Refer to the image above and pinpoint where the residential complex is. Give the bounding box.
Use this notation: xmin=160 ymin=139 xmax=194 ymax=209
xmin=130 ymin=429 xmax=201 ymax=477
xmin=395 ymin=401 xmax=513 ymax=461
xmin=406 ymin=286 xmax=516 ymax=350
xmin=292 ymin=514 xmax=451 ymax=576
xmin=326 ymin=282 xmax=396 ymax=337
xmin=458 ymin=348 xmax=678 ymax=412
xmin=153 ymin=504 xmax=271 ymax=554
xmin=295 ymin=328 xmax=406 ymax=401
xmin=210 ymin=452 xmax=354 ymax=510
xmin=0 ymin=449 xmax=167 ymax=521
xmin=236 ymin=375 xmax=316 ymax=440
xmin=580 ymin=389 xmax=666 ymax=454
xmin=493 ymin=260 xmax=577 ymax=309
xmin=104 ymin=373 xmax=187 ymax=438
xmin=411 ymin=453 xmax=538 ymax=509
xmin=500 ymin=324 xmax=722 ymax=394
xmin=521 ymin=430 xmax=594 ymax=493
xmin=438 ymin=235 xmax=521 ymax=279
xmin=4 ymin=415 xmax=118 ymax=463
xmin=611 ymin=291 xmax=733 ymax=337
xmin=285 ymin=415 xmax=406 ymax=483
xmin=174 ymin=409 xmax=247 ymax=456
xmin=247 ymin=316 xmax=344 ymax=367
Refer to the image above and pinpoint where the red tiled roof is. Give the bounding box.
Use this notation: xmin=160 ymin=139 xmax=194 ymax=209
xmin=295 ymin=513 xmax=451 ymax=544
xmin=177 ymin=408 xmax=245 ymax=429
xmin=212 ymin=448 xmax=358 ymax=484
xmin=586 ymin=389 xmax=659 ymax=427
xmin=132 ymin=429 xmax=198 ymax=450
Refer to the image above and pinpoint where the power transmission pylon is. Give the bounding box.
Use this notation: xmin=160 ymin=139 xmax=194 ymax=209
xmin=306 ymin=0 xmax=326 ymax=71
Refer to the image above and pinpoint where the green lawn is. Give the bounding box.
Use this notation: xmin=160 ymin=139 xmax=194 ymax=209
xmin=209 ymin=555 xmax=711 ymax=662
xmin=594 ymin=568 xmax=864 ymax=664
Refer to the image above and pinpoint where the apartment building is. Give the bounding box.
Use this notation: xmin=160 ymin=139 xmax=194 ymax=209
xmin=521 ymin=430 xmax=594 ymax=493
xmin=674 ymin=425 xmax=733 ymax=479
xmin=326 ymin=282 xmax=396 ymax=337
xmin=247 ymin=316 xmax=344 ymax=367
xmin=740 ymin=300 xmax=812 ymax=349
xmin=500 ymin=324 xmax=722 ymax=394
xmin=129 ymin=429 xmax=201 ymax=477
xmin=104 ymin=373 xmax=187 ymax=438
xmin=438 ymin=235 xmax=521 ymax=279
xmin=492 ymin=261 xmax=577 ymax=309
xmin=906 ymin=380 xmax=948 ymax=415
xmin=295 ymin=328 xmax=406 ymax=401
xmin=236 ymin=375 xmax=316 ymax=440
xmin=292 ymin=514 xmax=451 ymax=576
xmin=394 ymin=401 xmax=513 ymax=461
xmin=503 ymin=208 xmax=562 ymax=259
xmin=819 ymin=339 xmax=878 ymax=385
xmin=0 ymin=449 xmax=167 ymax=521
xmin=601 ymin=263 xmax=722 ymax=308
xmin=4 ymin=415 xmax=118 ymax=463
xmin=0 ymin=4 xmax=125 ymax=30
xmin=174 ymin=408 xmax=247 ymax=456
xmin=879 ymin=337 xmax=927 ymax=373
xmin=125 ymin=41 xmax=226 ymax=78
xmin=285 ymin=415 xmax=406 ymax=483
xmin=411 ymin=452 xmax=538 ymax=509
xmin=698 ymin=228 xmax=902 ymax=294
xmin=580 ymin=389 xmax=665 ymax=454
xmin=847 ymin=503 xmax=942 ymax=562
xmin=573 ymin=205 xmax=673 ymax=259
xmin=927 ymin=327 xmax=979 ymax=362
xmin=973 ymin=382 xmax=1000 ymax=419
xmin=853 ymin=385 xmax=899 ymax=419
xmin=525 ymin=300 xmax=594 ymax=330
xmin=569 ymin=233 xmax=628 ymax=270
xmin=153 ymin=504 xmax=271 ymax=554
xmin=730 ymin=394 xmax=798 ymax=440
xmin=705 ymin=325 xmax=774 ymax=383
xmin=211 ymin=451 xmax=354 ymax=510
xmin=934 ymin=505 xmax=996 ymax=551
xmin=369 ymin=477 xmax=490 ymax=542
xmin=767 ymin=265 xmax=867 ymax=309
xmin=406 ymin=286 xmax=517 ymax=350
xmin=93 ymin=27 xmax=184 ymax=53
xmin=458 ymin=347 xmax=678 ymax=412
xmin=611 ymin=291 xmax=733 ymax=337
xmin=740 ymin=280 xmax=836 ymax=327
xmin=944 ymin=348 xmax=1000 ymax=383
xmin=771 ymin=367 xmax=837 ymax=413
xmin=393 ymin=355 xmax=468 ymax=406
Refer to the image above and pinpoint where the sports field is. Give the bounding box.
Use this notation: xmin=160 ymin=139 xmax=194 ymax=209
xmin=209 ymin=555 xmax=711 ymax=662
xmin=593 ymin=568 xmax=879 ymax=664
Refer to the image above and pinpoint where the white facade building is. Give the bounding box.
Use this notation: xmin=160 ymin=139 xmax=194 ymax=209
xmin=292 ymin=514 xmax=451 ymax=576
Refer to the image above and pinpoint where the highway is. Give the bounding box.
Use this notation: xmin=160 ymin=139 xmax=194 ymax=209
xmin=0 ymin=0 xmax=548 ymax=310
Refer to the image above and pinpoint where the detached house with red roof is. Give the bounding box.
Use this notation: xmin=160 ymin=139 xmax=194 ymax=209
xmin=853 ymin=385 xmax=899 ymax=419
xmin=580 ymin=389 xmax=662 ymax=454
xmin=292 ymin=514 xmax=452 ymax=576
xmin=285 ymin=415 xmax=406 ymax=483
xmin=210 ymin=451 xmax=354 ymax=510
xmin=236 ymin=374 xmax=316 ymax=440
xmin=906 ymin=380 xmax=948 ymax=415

▶ WHAT YOU SHOULD DO
Rewrite all of the material above, replacing "pinpoint" with "locate" everywhere it occurs and changing nothing else.

▶ WRITTEN SOLUTION
Refer to the image above and locate where the residential complex is. Give the bounding box.
Use this notation: xmin=160 ymin=139 xmax=194 ymax=209
xmin=130 ymin=429 xmax=201 ymax=477
xmin=395 ymin=401 xmax=513 ymax=461
xmin=406 ymin=286 xmax=516 ymax=350
xmin=292 ymin=514 xmax=451 ymax=576
xmin=326 ymin=282 xmax=396 ymax=337
xmin=458 ymin=348 xmax=678 ymax=412
xmin=153 ymin=504 xmax=271 ymax=554
xmin=295 ymin=328 xmax=406 ymax=401
xmin=210 ymin=452 xmax=354 ymax=510
xmin=0 ymin=449 xmax=167 ymax=521
xmin=236 ymin=375 xmax=316 ymax=440
xmin=580 ymin=389 xmax=666 ymax=454
xmin=493 ymin=260 xmax=577 ymax=309
xmin=104 ymin=373 xmax=187 ymax=438
xmin=411 ymin=453 xmax=538 ymax=509
xmin=500 ymin=324 xmax=722 ymax=394
xmin=521 ymin=430 xmax=594 ymax=493
xmin=438 ymin=235 xmax=521 ymax=279
xmin=4 ymin=415 xmax=118 ymax=463
xmin=611 ymin=291 xmax=733 ymax=337
xmin=285 ymin=415 xmax=406 ymax=483
xmin=174 ymin=409 xmax=247 ymax=456
xmin=247 ymin=316 xmax=344 ymax=367
Refer to the image above and locate where the red tiled roof is. Give the bounding box.
Use this notation: xmin=160 ymin=139 xmax=194 ymax=209
xmin=295 ymin=513 xmax=451 ymax=544
xmin=177 ymin=408 xmax=245 ymax=429
xmin=212 ymin=448 xmax=358 ymax=484
xmin=586 ymin=389 xmax=659 ymax=427
xmin=132 ymin=429 xmax=198 ymax=450
Refer to the image above and locate where the power transmission pylon is. Give the bounding box.
Use this notation: xmin=160 ymin=139 xmax=194 ymax=209
xmin=306 ymin=0 xmax=326 ymax=71
Refer to the image above and locate where the green lawn is. Give the bounding box.
Use this notation: xmin=160 ymin=139 xmax=194 ymax=209
xmin=209 ymin=555 xmax=711 ymax=662
xmin=594 ymin=568 xmax=864 ymax=664
Refer to the image above and locate where the apartment building is. Give the bounding box.
Use this notation: xmin=160 ymin=139 xmax=194 ymax=209
xmin=521 ymin=430 xmax=594 ymax=493
xmin=674 ymin=425 xmax=733 ymax=479
xmin=326 ymin=282 xmax=396 ymax=337
xmin=247 ymin=316 xmax=344 ymax=367
xmin=740 ymin=300 xmax=812 ymax=349
xmin=500 ymin=324 xmax=722 ymax=394
xmin=129 ymin=429 xmax=201 ymax=477
xmin=104 ymin=373 xmax=187 ymax=438
xmin=438 ymin=235 xmax=521 ymax=279
xmin=492 ymin=261 xmax=577 ymax=309
xmin=906 ymin=380 xmax=948 ymax=415
xmin=295 ymin=328 xmax=406 ymax=401
xmin=236 ymin=375 xmax=316 ymax=440
xmin=292 ymin=514 xmax=451 ymax=576
xmin=394 ymin=401 xmax=513 ymax=461
xmin=503 ymin=208 xmax=562 ymax=259
xmin=819 ymin=339 xmax=878 ymax=385
xmin=0 ymin=449 xmax=167 ymax=521
xmin=601 ymin=263 xmax=722 ymax=308
xmin=4 ymin=415 xmax=118 ymax=463
xmin=0 ymin=4 xmax=125 ymax=30
xmin=174 ymin=408 xmax=247 ymax=456
xmin=879 ymin=337 xmax=927 ymax=373
xmin=125 ymin=41 xmax=226 ymax=78
xmin=285 ymin=415 xmax=406 ymax=483
xmin=411 ymin=452 xmax=538 ymax=509
xmin=698 ymin=228 xmax=902 ymax=294
xmin=580 ymin=389 xmax=665 ymax=454
xmin=847 ymin=503 xmax=942 ymax=562
xmin=573 ymin=205 xmax=673 ymax=259
xmin=927 ymin=327 xmax=979 ymax=362
xmin=973 ymin=382 xmax=1000 ymax=419
xmin=853 ymin=385 xmax=899 ymax=419
xmin=525 ymin=300 xmax=594 ymax=330
xmin=569 ymin=233 xmax=628 ymax=270
xmin=153 ymin=504 xmax=271 ymax=554
xmin=730 ymin=394 xmax=798 ymax=440
xmin=705 ymin=325 xmax=774 ymax=383
xmin=211 ymin=451 xmax=354 ymax=510
xmin=934 ymin=505 xmax=996 ymax=551
xmin=369 ymin=477 xmax=490 ymax=542
xmin=767 ymin=265 xmax=867 ymax=309
xmin=406 ymin=286 xmax=517 ymax=350
xmin=93 ymin=27 xmax=184 ymax=53
xmin=458 ymin=347 xmax=678 ymax=412
xmin=611 ymin=291 xmax=733 ymax=337
xmin=740 ymin=280 xmax=836 ymax=327
xmin=944 ymin=348 xmax=1000 ymax=383
xmin=771 ymin=367 xmax=837 ymax=413
xmin=393 ymin=355 xmax=468 ymax=406
Refer to the image above and locate where the sports field is. Give the bounding box.
Use this notation: xmin=160 ymin=139 xmax=194 ymax=209
xmin=209 ymin=555 xmax=711 ymax=662
xmin=593 ymin=568 xmax=879 ymax=664
Refer to the image above and locate where the white facade building is. Give the bounding box.
Use this notation: xmin=160 ymin=139 xmax=194 ymax=209
xmin=292 ymin=514 xmax=451 ymax=576
Refer to the image above and locate where the highway is. Give the bounding box.
Use this notation: xmin=160 ymin=139 xmax=194 ymax=209
xmin=0 ymin=0 xmax=548 ymax=310
Refer to the image above and locate where the detached house with red roof is. Give the bounding box.
Use this notation: xmin=160 ymin=139 xmax=194 ymax=209
xmin=853 ymin=385 xmax=899 ymax=419
xmin=580 ymin=389 xmax=662 ymax=454
xmin=292 ymin=514 xmax=452 ymax=576
xmin=285 ymin=415 xmax=406 ymax=483
xmin=210 ymin=451 xmax=354 ymax=510
xmin=236 ymin=374 xmax=316 ymax=440
xmin=906 ymin=380 xmax=948 ymax=415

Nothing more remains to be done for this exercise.